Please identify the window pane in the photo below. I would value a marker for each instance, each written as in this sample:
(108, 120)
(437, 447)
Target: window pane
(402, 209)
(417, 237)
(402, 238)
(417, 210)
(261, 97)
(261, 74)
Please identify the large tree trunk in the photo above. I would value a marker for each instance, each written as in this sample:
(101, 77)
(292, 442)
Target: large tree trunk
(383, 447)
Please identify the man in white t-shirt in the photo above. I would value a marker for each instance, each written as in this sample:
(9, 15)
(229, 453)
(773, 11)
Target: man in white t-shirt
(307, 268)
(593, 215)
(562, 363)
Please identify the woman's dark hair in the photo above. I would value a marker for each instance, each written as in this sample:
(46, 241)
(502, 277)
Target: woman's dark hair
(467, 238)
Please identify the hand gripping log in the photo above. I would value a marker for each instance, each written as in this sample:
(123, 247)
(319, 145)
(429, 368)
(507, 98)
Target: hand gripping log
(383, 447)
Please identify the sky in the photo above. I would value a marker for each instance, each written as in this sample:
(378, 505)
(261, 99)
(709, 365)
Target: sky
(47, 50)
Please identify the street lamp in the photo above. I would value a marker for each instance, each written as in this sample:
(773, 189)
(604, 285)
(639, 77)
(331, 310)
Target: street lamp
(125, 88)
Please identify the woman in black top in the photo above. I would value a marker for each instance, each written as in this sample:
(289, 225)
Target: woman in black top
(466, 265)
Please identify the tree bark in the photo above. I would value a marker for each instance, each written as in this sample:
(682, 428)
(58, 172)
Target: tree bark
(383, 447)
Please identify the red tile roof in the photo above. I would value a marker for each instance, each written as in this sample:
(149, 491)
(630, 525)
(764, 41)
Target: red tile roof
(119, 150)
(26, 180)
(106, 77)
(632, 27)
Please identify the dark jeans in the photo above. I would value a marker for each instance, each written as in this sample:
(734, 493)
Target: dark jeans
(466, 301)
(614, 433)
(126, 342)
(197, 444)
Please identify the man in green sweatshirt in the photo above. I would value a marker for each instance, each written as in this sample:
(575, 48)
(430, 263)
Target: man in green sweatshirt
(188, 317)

___

Above are some records. Print them all exactly.

Please identify the window pane in the photo below. I would value a marker for each instance, each written as in this sample:
(108, 120)
(437, 447)
Target: window pane
(402, 209)
(417, 237)
(402, 238)
(417, 210)
(261, 97)
(261, 74)
Please identify the large tree trunk in the photo above. I would value a marker for each instance, each written as in this sample:
(101, 77)
(292, 442)
Target: large tree trunk
(383, 447)
Please identify the man in white t-shirt in the photo above. I would value a marker for each instance, each written as in this sample:
(9, 15)
(229, 453)
(773, 11)
Target: man in white t-shirt
(307, 268)
(593, 215)
(562, 363)
Please identify the woman's dark hair in the photo above. I would value a marker for each instance, each written as in this sample:
(46, 241)
(502, 277)
Target: woman's dark hair
(467, 238)
Please identify the hand gripping log in the photo above. I would value a marker for each instance, each written as in this sample:
(123, 247)
(319, 145)
(429, 368)
(507, 98)
Target: hand gripping log
(383, 447)
Please identify the sky in the photo above. I would value a marker for each instance, each written as in this sample:
(378, 505)
(261, 99)
(709, 365)
Target: sky
(47, 50)
Please identify the street lamp in the photo above. I would value a marker for each instance, each written as in this sample:
(773, 189)
(604, 285)
(639, 77)
(331, 310)
Target: street lamp
(125, 88)
Please identify the woman in black top in the photo above. I would value a marker for each instance, each written as in this sample:
(289, 225)
Target: woman in black top
(466, 265)
Please identify the tree bark in the photo above. I would value a marker for each instance, each written as in this sample:
(682, 428)
(58, 172)
Target: tree bark
(383, 447)
Please identify the red tile roof in the photo above. I would value a marker for each instance, each written as in this sample:
(149, 491)
(630, 525)
(764, 41)
Target: red tile roof
(119, 150)
(26, 180)
(106, 77)
(632, 27)
Please identify the dark jeans in the photo above. I would value a marker for each instance, each written as in this sample:
(734, 493)
Target: dark jeans
(466, 301)
(614, 433)
(126, 342)
(197, 444)
Please identify the man in green sweatshirt in the photo above. I would value a marker for each instance, each written as in this sample:
(575, 48)
(430, 263)
Target: man in green sweatshirt
(188, 317)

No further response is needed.